Assignment - Omitting all images, transcribe the entries word for word.

Segment Start: Recorded data

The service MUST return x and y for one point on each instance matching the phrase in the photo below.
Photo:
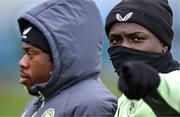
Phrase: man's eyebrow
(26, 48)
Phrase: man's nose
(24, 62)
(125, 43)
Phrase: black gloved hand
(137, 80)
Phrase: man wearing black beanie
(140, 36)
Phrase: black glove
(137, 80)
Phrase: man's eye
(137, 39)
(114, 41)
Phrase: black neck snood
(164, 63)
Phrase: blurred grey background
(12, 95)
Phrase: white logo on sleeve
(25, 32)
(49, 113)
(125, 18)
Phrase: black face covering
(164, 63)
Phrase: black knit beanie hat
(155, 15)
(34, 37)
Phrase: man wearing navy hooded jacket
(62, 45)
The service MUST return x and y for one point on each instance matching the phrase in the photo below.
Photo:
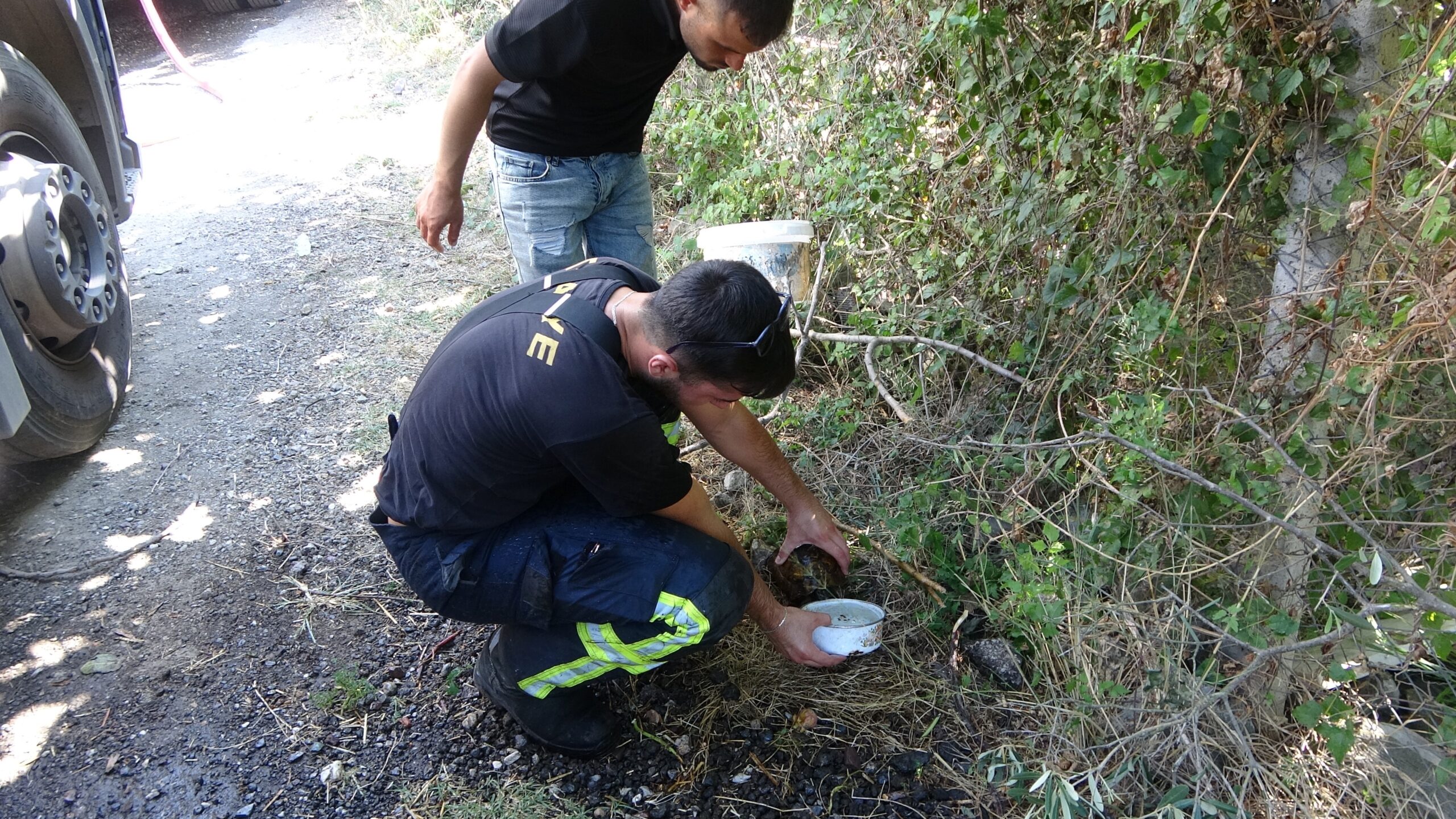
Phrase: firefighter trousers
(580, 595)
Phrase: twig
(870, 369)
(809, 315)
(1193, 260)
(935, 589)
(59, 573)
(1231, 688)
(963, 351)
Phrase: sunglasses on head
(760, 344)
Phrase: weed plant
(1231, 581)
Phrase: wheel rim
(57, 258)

Segment End: Recorded data

Answer below -
The service MUST return x and y for one point on each instance matching the phrase in the photo below.
Photo:
Phrase: man's eyebrow
(26, 48)
Phrase: man's nose
(24, 62)
(125, 43)
Phrase: black gloved hand
(137, 80)
Phrase: man wearing black beanie
(140, 36)
Phrase: black glove
(137, 80)
Phrase: man's eye
(137, 39)
(114, 41)
Phrase: black neck snood
(164, 63)
Phrase: blurred grey background
(12, 95)
Phrase: white logo on sleeve
(25, 32)
(49, 113)
(125, 18)
Phrase: black face covering
(164, 63)
Phrase: black knit beanie hat
(155, 15)
(34, 37)
Phrase: man wearing navy hooded jacket
(62, 45)
The service MUST return x and y for one point on each instance matching the phrase in the photo below.
Photo:
Phrase: firefighter trousers
(580, 595)
Phrase: twig
(870, 369)
(809, 315)
(1193, 260)
(935, 589)
(59, 573)
(1231, 688)
(963, 351)
Phrase: sunglasses on head
(760, 344)
Phrase: weed plant
(1231, 581)
Phrase: wheel rim
(57, 258)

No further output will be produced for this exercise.